> **DESCRIPTION OF THE TASK**
Swap "grass" for "lawn" in the items from the line containing "Can you locate the grass" through the end of the items, and write out only those lines with everything else left as it is.

> **DATA SUPPLIED**
# # # #

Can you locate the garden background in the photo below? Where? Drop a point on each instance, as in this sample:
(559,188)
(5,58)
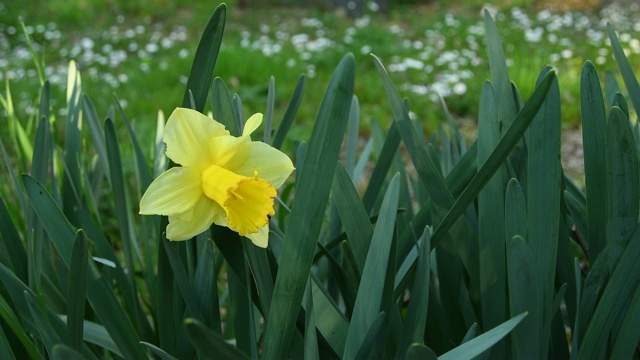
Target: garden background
(441,223)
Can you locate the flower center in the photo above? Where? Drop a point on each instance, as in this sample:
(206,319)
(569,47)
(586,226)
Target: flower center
(247,201)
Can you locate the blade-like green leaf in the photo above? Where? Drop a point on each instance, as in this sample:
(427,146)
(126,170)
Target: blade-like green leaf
(99,292)
(310,338)
(420,352)
(499,75)
(12,242)
(611,87)
(158,352)
(290,113)
(312,195)
(594,122)
(76,293)
(205,284)
(498,156)
(625,69)
(478,345)
(11,319)
(368,342)
(523,296)
(64,352)
(204,61)
(622,179)
(629,336)
(353,215)
(543,201)
(614,300)
(352,135)
(221,107)
(369,299)
(491,221)
(47,334)
(268,116)
(209,344)
(97,135)
(416,320)
(387,154)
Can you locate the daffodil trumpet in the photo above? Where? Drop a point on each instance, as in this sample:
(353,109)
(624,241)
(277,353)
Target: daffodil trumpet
(221,179)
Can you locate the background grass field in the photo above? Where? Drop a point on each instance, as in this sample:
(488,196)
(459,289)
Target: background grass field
(141,52)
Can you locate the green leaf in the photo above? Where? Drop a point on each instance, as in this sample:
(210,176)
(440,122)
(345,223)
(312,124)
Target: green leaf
(478,345)
(387,155)
(97,135)
(268,116)
(5,347)
(64,352)
(142,169)
(629,336)
(205,284)
(99,292)
(329,320)
(523,296)
(370,293)
(353,215)
(204,62)
(368,342)
(625,69)
(416,320)
(515,210)
(10,317)
(614,301)
(290,113)
(221,107)
(594,122)
(209,344)
(11,240)
(48,334)
(611,87)
(158,352)
(622,179)
(352,135)
(420,352)
(76,293)
(182,279)
(491,220)
(72,144)
(498,156)
(310,338)
(311,199)
(578,214)
(499,75)
(543,201)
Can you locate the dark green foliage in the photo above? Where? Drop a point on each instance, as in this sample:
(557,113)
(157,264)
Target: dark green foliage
(480,251)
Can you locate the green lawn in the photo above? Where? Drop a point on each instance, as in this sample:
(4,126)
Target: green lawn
(142,54)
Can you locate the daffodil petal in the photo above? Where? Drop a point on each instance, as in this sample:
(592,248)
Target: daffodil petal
(187,137)
(229,151)
(270,163)
(260,238)
(203,213)
(173,192)
(252,124)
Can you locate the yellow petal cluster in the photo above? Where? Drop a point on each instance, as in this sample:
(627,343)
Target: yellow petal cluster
(222,179)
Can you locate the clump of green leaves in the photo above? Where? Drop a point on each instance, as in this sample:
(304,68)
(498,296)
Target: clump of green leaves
(488,250)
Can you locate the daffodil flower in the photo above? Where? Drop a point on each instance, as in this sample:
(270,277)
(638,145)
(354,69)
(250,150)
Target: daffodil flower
(222,179)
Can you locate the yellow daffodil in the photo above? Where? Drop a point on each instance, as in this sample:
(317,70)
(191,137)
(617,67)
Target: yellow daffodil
(227,180)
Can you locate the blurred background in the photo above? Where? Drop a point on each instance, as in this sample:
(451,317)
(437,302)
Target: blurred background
(141,52)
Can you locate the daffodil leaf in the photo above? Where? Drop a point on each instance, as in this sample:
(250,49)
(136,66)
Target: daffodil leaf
(204,62)
(290,113)
(311,199)
(594,121)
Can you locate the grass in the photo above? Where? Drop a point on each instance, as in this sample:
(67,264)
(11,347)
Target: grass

# # # #

> **COMPLETED TASK**
Can you locate the lawn in the photo above? Where? Drop a point on each instance, as in this sample:
(67,264)
(11,347)
Target: lawn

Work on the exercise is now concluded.